Business loan interest rates are highly correlated with the cash rate set by the Reserve Bank of Australia, which sits at 4.35% as of 13 August 2024. The cash rate is the rate banks charge each other to borrow money overnight. That means to make money from you, the bank will need to charge you a rate over and above the cash rate. According to our database, as of 14 August 2024, we’re seeing interest rates anywhere from 6.49% to 11.74% on variable rate loans and 6.19% to 13.69% on fixed-rate loans. Keep in mind, there are other factors that influence your rate. We’ll discuss those next.
In many ways, your interest rate reflects how much risk the lender believes they’re taking by lending you money. Generally, the riskier you are, the higher your interest rate—and vice versa. Here are some factors that help the lender assess their level of risk:
Credit history. The strength of your business’s credit record.
Financial health. Includes revenue, profitability, cash flow, and debt levels.
Industry. The level of risk associated with your particular industry.
Track record. The length and stability of your business’s operational history.
Collateral. Any assets you can offer to secure the loan.
Loan type. The specific nature and structure of the loan you’re seeking.
Your choice of lender can also influence the rate, along with external factors like the Reserve Bank’s cash rate.
How to get a better interest rate?
The good news is, there are steps you can take to bring your interest rate down. Here are some tips:
Shop around. Compare offers from different lenders to find the most competitive rates.
Negotiate with your lender. Don’t be afraid to ask for a better rate, especially if you have strong financials.
Offer collateral. Securing your loan with valuable assets can make you a less risky borrower, which may lead to a lower rate.
Consider a shorter loan term. Lenders may offer lower rates for loans with shorter repayment periods.
Make a larger down payment. Reducing the amount you need to borrow can lower your rate and overall loan cost.
Work on credit and financial health (longer-term). While it takes time, improving your credit score and overall financial health can lead to better rates down the line.
Fees are another reality of business loans, and a favourable fee structure can mean the difference between a manageable loan and an unexpectedly costly one. Here are a few fees to be aware of and what to look out for:
Fee Type |
What It Does |
When It Takes Effect |
Application Fee |
Covers the cost of processing your loan application |
When you apply for the loan |
Origination Fee |
A one-time fee for setting up the loan |
When the loan is approved and funded |
Service/Monthly Fee |
Ongoing fee for managing the loan account |
Monthly, throughout the life of the loan |
Prepayment Penalty |
Charged for paying off the loan early |
If you pay off the loan before the term ends |
Late Payment Fee |
Charged if you miss a payment or pay late |
When a payment is missed or delayed |
Exit Fee |
Charged for closing the loan account early |
If you close the loan before its term ends |
Drawdown Fee |
Charged for each withdrawal from a line of credit |
Each time you draw funds from the credit line |
It's important to remember that not every fee applies to every loan. For example, drawdown fees don’t apply to term loans, so you won't find a drawdown fee on those.
Additionally, not every lender charges all possible fees—for instance, you’ll often find lenders advertising no application fee.
Most lenders will publish their fee schedule somewhere visible on their website, so make sure you’re familiar with all the fees involved in any loan you’re considering.
A business loan should be a useful tool rather than unnecessary drag. So make sure you choose one that aligns with your goals and offers payment terms that you can handle. With that in mind, here are some tips to help you choose the best business loan for your needs:
Define the purpose. Make sure the loan aligns with your business goals. What exactly are you funding?
Determine the amount. Figure out how much you need—enough to achieve your goals but not so much that it strains your finances.

### Collected material
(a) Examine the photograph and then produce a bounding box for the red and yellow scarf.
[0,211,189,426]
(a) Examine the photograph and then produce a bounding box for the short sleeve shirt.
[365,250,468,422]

### Directions
Pick up the text on business loans right after its final tip about determining the amount, and write what comes next.

### Written response
Assess the impact. Will the loan's benefits outweigh its costs? Ensure the repayments are manageable within your budget.
Compare lenders. Shop around for a good deal by using our comparison table above to compare rates and terms.
Understand the terms. Get clear on the repayment schedule and any fees. Knowing these details upfront can prevent surprises later.
Plan for contingencies. Have a primary repayment plan and a backup if things don’t go as expected.
While some lenders may advertise lower rates than others, the true cost of a loan can vary widely depending on specific factors unique to each business.
At the end of the day, the cheapest business loan is typically the one that combines the lowest interest rate with minimal fees, and is paid off in the shortest amount of time.
Read on below for the quick fire answers to some of the most commonly asked business loans questions.
How much you can borrow with a business loan depends on a range of different factors, from your business performance to your credit history. You'll also need to decide how much you want to borrow for your business.
But according to our database, business loans can start out as little as $5,000 all the way up to $10,000,000 depending on the bank and on your particular situation.
Some providers may let borrowers use business loans to start their business, while others may have conditions regarding how long the business has been in operation and the amount of revenue it makes per year. You can visit our business loan providers page to check for yourself, or for more information, read our guide on business loans for startups.
A bad credit score could make it hard for you to get a business loan, there are still ways you could be approved. Bad credit may always leave you at risk of a higher interest rate, as your business may be considered a risky borrower.
It’s always a sensible move to work on improving your credit score by paying off any overhanging debt, but business loans will also look at your business record, which means looking into any commercial debts or tax bills as well.
A business loan can actually have a direct impact on your personal finances and, as the person applying for the loan, can relate directly to your credit score.
When you apply for a business loan, the lender will typically access both your personal and business credit files to check whether or not you’re in the right financial position to service that loan. This process is known as a ‘hard inquiry’ and it will leave a mark on your credit file. While one or two hard enquiries shouldn’t be much of a concern, having an excessive amount recorded within a short span of time could hurt your personal and business credit score.
To avoid accumulating too many hard enquiries, you may want to limit the number of loan applications you make by comparing business loans first. You should also make sure you are clear on any requirements before submitting applications.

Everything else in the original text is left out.